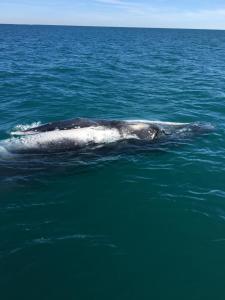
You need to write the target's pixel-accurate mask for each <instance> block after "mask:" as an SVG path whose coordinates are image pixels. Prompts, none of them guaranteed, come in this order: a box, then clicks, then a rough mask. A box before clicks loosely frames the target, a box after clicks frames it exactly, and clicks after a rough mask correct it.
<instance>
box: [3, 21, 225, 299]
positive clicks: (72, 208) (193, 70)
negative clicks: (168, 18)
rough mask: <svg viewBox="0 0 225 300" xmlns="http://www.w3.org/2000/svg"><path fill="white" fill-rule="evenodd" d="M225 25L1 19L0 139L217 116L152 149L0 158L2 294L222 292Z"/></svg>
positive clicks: (211, 297)
mask: <svg viewBox="0 0 225 300" xmlns="http://www.w3.org/2000/svg"><path fill="white" fill-rule="evenodd" d="M224 53H225V32H224V31H203V30H167V29H125V28H124V29H121V28H111V29H110V28H88V27H86V28H85V27H84V28H81V27H55V26H53V27H49V26H7V25H4V26H3V25H1V26H0V116H1V118H0V138H1V140H4V139H6V138H8V137H9V132H10V131H11V130H12V129H14V128H16V126H18V125H20V126H21V125H29V124H33V123H35V122H41V123H45V122H48V121H54V120H59V119H68V118H74V117H80V116H82V117H90V118H104V119H109V118H114V119H150V120H162V121H175V122H196V121H203V122H211V123H212V124H214V125H215V126H216V131H215V132H214V133H211V134H209V135H205V136H201V137H196V138H195V139H192V140H189V141H179V142H177V143H173V144H171V145H167V146H166V147H158V148H153V149H148V151H146V150H145V151H134V152H128V153H126V151H122V152H119V153H117V152H113V153H102V155H96V156H95V155H94V156H93V155H88V154H87V155H86V156H74V155H72V154H68V153H65V154H60V155H58V156H57V155H56V156H55V155H46V156H44V157H38V156H35V157H27V156H22V157H20V158H15V157H8V158H6V157H4V155H3V156H1V157H0V192H1V195H0V241H1V243H0V288H1V299H2V300H6V299H10V300H11V299H17V300H18V299H21V300H22V299H23V300H26V299H46V300H50V299H82V300H83V299H85V300H86V299H96V300H97V299H98V300H101V299H104V300H105V299H113V300H114V299H116V300H117V299H121V300H122V299H123V300H124V299H154V300H155V299H173V300H174V299H188V300H189V299H210V300H211V299H217V300H218V299H224V297H225V285H224V280H225V255H224V254H225V183H224V178H225V149H224V129H225V125H224V116H225V72H224V70H225V58H224Z"/></svg>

• • •

* WORK ITEM:
Would you please reproduce verbatim the run of lines that opens the listing and ends with the line holding "positive clicks: (72, 208) (193, 70)", and only that run, leaving every picture out?

* SOLVED PROBLEM:
You need to write the target's pixel-accurate mask for each <instance> block after "mask:" as an SVG path whose coordinates are image pixels. Prompts, none of them guaranteed, come in this order: a box, then clicks, then a rough mask. A box before clicks loosely frames the target, a box after clicks frames it exactly, and clicks after a rough mask correct it.
<instance>
box: [3, 21, 225, 299]
positive clicks: (72, 208) (193, 70)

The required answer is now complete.